Objective: Copy out every one of the following lines word for word.

Supplied material:
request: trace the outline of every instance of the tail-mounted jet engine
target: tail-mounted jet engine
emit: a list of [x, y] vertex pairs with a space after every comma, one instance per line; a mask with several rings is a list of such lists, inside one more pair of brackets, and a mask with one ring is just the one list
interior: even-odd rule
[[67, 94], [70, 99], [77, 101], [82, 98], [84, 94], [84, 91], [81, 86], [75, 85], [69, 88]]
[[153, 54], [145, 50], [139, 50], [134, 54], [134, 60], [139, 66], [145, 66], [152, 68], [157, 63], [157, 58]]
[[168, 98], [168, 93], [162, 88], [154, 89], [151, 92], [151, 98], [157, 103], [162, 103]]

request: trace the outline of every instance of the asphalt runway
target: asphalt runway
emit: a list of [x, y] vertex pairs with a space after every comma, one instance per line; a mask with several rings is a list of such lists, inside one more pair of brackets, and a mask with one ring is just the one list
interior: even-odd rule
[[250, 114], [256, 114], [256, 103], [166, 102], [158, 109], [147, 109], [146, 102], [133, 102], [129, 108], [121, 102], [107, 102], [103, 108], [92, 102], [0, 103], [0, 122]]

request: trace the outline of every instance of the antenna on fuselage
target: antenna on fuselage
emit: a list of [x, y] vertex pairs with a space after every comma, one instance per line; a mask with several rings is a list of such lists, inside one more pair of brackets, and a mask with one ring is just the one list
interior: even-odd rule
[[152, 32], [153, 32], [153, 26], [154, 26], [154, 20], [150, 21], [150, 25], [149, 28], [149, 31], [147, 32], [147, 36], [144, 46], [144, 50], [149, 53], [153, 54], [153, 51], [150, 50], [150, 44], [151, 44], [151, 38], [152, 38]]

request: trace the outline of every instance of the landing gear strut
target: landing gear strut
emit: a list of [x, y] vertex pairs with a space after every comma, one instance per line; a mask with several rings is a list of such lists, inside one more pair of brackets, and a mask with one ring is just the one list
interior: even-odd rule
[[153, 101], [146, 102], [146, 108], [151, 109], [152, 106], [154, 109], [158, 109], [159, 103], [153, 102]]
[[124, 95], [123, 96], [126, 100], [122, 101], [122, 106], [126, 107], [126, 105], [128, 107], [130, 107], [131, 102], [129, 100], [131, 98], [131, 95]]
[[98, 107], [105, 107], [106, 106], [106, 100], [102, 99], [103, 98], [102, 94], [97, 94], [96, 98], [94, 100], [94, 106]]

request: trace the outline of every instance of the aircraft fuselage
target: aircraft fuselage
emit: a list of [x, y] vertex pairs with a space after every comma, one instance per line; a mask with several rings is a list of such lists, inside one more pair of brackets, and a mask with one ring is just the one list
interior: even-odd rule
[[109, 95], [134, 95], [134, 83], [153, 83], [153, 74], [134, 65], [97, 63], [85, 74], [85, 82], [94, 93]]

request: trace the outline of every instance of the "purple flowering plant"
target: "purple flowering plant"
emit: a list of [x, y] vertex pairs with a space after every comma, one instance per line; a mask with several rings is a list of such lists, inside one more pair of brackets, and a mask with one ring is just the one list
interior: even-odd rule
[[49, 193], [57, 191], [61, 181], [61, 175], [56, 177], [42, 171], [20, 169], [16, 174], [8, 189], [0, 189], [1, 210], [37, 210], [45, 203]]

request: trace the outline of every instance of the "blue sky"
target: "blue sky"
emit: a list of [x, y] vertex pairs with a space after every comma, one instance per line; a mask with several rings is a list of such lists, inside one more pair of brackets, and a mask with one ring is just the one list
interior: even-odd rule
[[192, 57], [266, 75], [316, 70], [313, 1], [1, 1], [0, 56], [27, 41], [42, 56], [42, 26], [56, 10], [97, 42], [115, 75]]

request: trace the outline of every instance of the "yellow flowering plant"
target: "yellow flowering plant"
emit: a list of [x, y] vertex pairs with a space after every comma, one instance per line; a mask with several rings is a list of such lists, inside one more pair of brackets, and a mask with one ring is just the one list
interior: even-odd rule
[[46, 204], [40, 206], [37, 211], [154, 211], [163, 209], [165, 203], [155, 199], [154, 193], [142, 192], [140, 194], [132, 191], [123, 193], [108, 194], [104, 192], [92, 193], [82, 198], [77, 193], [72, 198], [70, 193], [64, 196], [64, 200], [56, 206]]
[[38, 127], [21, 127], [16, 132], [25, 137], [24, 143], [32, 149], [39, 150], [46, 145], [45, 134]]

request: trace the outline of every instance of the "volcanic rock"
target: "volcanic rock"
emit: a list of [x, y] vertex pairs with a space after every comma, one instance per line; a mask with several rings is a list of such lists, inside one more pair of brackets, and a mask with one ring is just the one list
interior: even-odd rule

Written solution:
request: trace the outline of every instance of the tail-mounted jet engine
target: tail-mounted jet engine
emit: a list of [x, y] vertex pairs with a space after every comma, one instance per line; a mask with several rings is a list of such lists, inside one more pair of brackets, and a mask with one ring is just the one list
interior: even-odd rule
[[67, 94], [70, 99], [77, 101], [82, 98], [84, 94], [84, 91], [81, 86], [75, 85], [69, 88]]
[[153, 54], [145, 50], [139, 50], [134, 54], [134, 60], [139, 66], [145, 66], [152, 68], [157, 63], [157, 58]]
[[168, 98], [168, 93], [162, 88], [154, 89], [151, 92], [151, 98], [157, 103], [162, 103]]

request: trace the outline of every instance of the asphalt runway
target: asphalt runway
emit: a list of [x, y] vertex pairs with a space after every comma, one instance per line; a mask with several rings is a list of such lists, inside one more pair of brackets, and a mask with one ring is just the one list
interior: even-odd rule
[[250, 114], [256, 114], [256, 103], [166, 102], [158, 109], [147, 109], [146, 102], [133, 102], [129, 108], [121, 102], [107, 102], [103, 108], [92, 102], [0, 103], [0, 122]]

request: trace the outline of every instance of the antenna on fuselage
target: antenna on fuselage
emit: a list of [x, y] vertex pairs with a space after every comma, one instance per line; a mask with several rings is a list of such lists, inside one more pair of brackets, and a mask with one ring is just the one list
interior: even-odd rule
[[152, 32], [153, 32], [153, 26], [154, 26], [154, 20], [150, 21], [150, 25], [149, 28], [149, 31], [147, 32], [147, 36], [144, 46], [144, 50], [149, 53], [153, 54], [153, 51], [150, 50], [150, 44], [151, 44], [151, 38], [152, 38]]

request: trace the outline of every instance of the landing gear strut
target: landing gear strut
emit: a list of [x, y] vertex pairs with a space after every comma, one instance per line; a mask with several rings is a list of such lists, inside one more pair of brackets, and a mask with one ring is just the one list
interior: even-odd rule
[[153, 101], [146, 102], [146, 108], [151, 109], [152, 106], [154, 109], [158, 109], [159, 103], [153, 102]]
[[124, 95], [123, 96], [126, 100], [122, 101], [122, 106], [126, 107], [126, 105], [128, 107], [130, 107], [131, 102], [129, 100], [131, 98], [131, 95]]
[[98, 107], [105, 107], [106, 106], [106, 100], [102, 99], [103, 98], [102, 94], [97, 94], [96, 98], [94, 100], [94, 106]]

request: trace the outline of every instance of the aircraft fuselage
target: aircraft fuselage
emit: a list of [x, y] vertex pairs with a space after every comma, one instance per line; a mask with several rings is a list of such lists, inside one more pair of brackets, and a mask with one ring is just the one list
interior: even-odd rule
[[109, 95], [134, 95], [134, 83], [153, 83], [153, 74], [134, 65], [97, 63], [85, 74], [85, 82], [94, 93]]

request: trace the outline of every instance of the "purple flowering plant"
target: "purple flowering plant"
emit: a list of [x, y] vertex pairs with a space after every comma, one instance per line; a mask with several rings is a list of such lists, inside one more pair of brackets, and a mask with one ring is just the one list
interior: even-odd rule
[[49, 193], [57, 191], [61, 181], [61, 175], [56, 177], [42, 171], [20, 169], [16, 174], [8, 189], [0, 189], [1, 210], [37, 210], [45, 203]]

request: trace the outline of every instance of the "blue sky"
target: "blue sky"
emit: a list of [x, y] vertex pairs with a space after every comma, one instance per line; a mask with several rings is a list of such lists, inside one more pair of brackets, and a mask with one ring is just the one list
interior: even-odd rule
[[192, 57], [266, 75], [316, 70], [313, 1], [1, 1], [0, 56], [27, 41], [42, 56], [42, 26], [56, 10], [97, 42], [115, 75]]

request: trace the outline of every instance of the "yellow flowering plant"
target: "yellow flowering plant"
emit: a list of [x, y] vertex pairs with a space after every comma, one instance per line; a mask with several rings is a list of such lists, inside one more pair of brackets, and a mask with one ring is just the one list
interior: even-odd rule
[[46, 204], [40, 206], [37, 211], [154, 211], [163, 209], [165, 203], [155, 199], [154, 193], [142, 192], [140, 194], [132, 191], [123, 193], [108, 194], [104, 192], [92, 193], [82, 198], [77, 193], [72, 198], [70, 193], [64, 196], [64, 200], [56, 206]]
[[38, 127], [21, 127], [16, 132], [25, 137], [24, 143], [32, 149], [39, 150], [46, 145], [45, 134]]

request: trace the outline of every instance of the "volcanic rock"
target: "volcanic rock"
emit: a list of [x, y] vertex pairs with a space after every comma, one instance per line; a mask with several rings is a list of such lists, inside one more pair of brackets, and a mask with one ring is just the one list
interior: even-odd rule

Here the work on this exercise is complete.